**Excerpted passage**
+ + + +
Not all the cottages were finished when the first company arrived, but they were...half-raised and were finished within the following days120. The carpenters were eager to get the materials to building houses that they had brought from Liverpool..121. Richard Berwyn agreed to this when he wrote that the carpenters finished the sixteen houses which Roberts and his helpers had began122. Since the raw of huts was about 100 m long 123 and the existing ruins stretch over almost 80 m, one may deduce that there were few demonstrable shelters, if any. Anyway, the covered surface prepared before the landing was enough to lodge all the people (Table 3), even more if the store is computed, since it is known that a family was lodged in it124.
+ + + +
**Input records**
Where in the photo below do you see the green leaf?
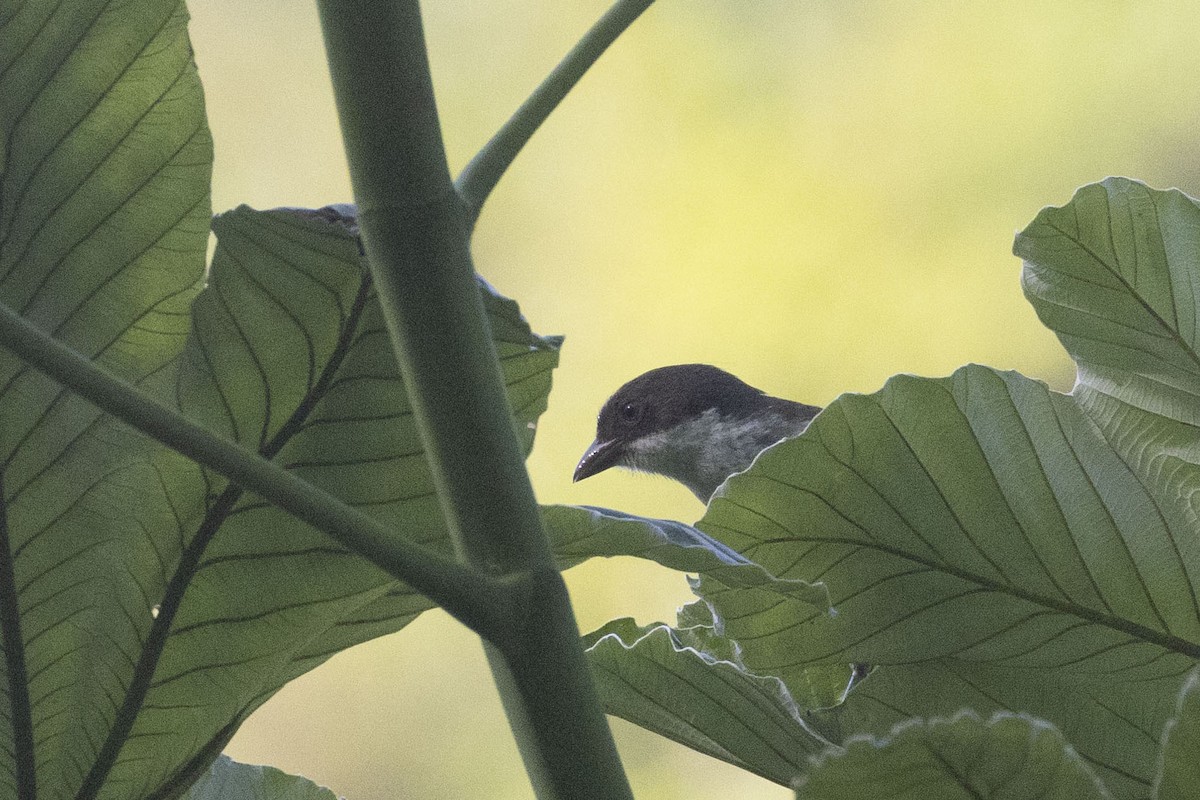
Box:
[1014,178,1200,546]
[584,619,828,784]
[1014,178,1200,425]
[1154,672,1200,800]
[796,714,1109,800]
[542,506,829,610]
[0,0,211,798]
[68,207,557,794]
[181,756,337,800]
[700,367,1200,795]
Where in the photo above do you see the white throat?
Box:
[623,409,808,503]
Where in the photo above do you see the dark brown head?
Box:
[575,363,818,500]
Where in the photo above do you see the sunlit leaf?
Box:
[181,756,337,800]
[700,367,1200,794]
[0,0,211,798]
[584,619,828,784]
[676,180,1200,796]
[1014,178,1200,542]
[796,714,1110,800]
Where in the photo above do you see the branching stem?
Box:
[0,303,514,638]
[455,0,654,230]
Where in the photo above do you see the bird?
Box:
[574,363,821,504]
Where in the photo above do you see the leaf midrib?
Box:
[72,271,371,800]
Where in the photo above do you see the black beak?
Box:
[571,439,624,482]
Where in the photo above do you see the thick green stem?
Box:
[0,299,506,636]
[455,0,654,228]
[318,0,631,800]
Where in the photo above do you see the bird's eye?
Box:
[619,403,646,425]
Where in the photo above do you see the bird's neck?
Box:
[628,409,808,503]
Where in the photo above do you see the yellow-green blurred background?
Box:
[191,0,1200,800]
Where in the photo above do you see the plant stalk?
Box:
[0,303,512,636]
[455,0,654,229]
[318,0,632,800]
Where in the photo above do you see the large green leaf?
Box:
[181,756,337,800]
[584,619,828,784]
[662,180,1200,796]
[796,714,1110,800]
[542,506,829,612]
[701,367,1200,795]
[71,207,557,796]
[1014,178,1200,537]
[0,0,211,799]
[1154,672,1200,800]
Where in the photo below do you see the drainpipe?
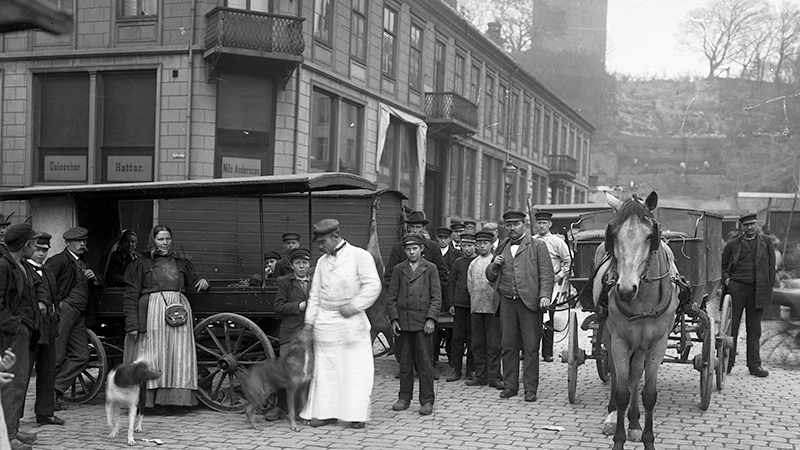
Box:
[184,0,197,180]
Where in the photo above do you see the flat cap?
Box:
[264,251,281,261]
[36,232,53,249]
[403,233,425,247]
[739,213,758,225]
[5,223,39,245]
[503,209,525,222]
[476,231,494,242]
[289,248,311,262]
[461,233,475,244]
[281,231,300,242]
[61,227,89,241]
[311,219,339,241]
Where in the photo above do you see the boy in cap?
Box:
[0,223,47,449]
[386,234,442,415]
[264,248,311,421]
[445,234,475,381]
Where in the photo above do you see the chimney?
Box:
[485,20,503,47]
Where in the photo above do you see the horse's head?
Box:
[605,192,661,302]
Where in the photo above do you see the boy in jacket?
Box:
[387,234,442,415]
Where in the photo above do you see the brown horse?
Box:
[593,192,678,450]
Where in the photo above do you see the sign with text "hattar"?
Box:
[42,155,87,181]
[222,157,261,178]
[106,155,153,182]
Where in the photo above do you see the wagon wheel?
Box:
[715,295,733,391]
[700,317,717,411]
[194,313,275,413]
[61,330,108,404]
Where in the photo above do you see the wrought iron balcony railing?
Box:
[205,6,305,56]
[425,92,478,134]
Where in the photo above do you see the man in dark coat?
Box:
[722,214,775,377]
[28,233,64,425]
[0,223,47,449]
[486,210,555,402]
[44,227,103,411]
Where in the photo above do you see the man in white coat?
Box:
[300,219,381,428]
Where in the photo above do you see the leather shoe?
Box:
[419,403,433,416]
[489,380,506,391]
[36,416,66,425]
[14,431,38,444]
[500,388,517,398]
[392,398,411,411]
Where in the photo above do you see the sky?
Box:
[606,0,800,78]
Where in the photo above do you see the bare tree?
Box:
[773,1,800,84]
[682,0,766,78]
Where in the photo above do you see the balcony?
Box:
[425,92,478,136]
[203,6,306,84]
[550,155,578,180]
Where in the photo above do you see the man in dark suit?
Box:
[486,210,554,402]
[722,214,775,378]
[45,227,103,411]
[28,233,64,425]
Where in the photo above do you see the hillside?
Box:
[592,79,800,199]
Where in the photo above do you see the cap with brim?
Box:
[739,213,758,225]
[5,223,39,246]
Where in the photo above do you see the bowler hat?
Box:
[503,209,525,222]
[311,219,339,241]
[739,213,758,225]
[281,231,300,242]
[289,248,311,262]
[406,211,430,225]
[5,223,39,246]
[61,227,89,241]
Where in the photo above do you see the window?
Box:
[350,0,367,63]
[308,89,364,175]
[119,0,158,17]
[433,40,447,92]
[314,0,333,45]
[378,116,419,208]
[408,23,423,92]
[455,54,467,97]
[469,66,481,104]
[497,82,508,134]
[381,8,397,78]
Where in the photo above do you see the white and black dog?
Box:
[106,361,161,445]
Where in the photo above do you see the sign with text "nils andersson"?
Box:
[42,155,87,181]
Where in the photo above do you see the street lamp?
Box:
[503,161,517,210]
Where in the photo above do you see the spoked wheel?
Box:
[714,295,733,391]
[61,330,108,404]
[700,317,717,411]
[194,313,275,413]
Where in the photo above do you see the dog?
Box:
[106,361,161,445]
[242,326,314,431]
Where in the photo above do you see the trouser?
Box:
[0,324,32,440]
[395,331,434,405]
[500,296,542,393]
[449,306,475,374]
[55,302,89,394]
[728,280,764,368]
[470,313,500,383]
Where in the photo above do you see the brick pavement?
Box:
[12,312,800,450]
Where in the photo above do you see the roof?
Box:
[0,173,377,200]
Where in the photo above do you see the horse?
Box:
[593,192,679,450]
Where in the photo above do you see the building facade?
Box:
[0,0,594,230]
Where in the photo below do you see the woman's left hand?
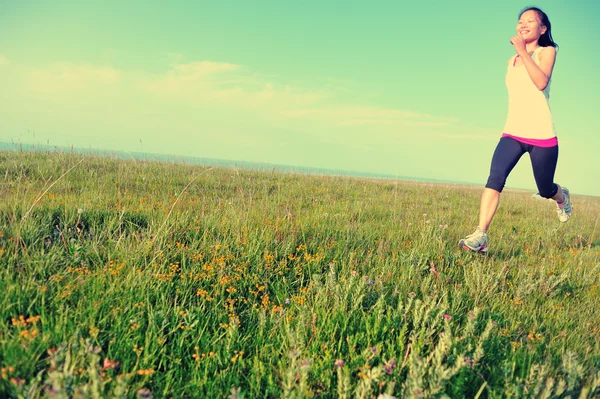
+ + + +
**Challenges**
1. In the listing, copy out the lines exactly, starting at the line containing "Where in the photo above do you see the black" and ending at the line containing "[318,0,632,800]", with both of those lines included.
2. Write the next part of the passage about the cottages and huts, picking up after its final sentence.

**Expected answers**
1.
Where in the photo above do you see the black beak?
Box:
[571,439,624,482]
Where in the photo above do you see the thick green stem?
Box:
[0,299,506,636]
[455,0,654,228]
[318,0,631,800]
Where in the photo above do you see the bird's eye?
Box:
[619,403,646,425]
Where in the photo above do you see the bird's neck?
Box:
[628,409,808,503]
Where in the photo above do you see the yellow-green blurred background?
Box:
[191,0,1200,800]
Where in the photo above do you see the plant stalk?
Box:
[0,303,512,636]
[455,0,654,229]
[318,0,632,800]

2.
In 1881, Lambert's description denotes the well preserved state of some of the cottages125. This fact leads one to think that at least one shelter was still in temporary use. Thomas Jones, Glan Camwy's witness is clear on this point: ...it is a couple of rooms that... from 1865 to 1887, served as habitation to the envoys of the authorities of the Colony, to receive the mail, shipments or passengers which could arrive126. In 1932, L. Deodat visited the cave which had furniture carved on its walls. He observed two small vaulted fireplaces almost at the level of the floor and in front of that, on the bottom wall a sort of cupboard, two thresholds at both sides and...three rude stairs...127. According to this description, it should be the excavation n°2, which has carved walls and the vestiges of the stairs.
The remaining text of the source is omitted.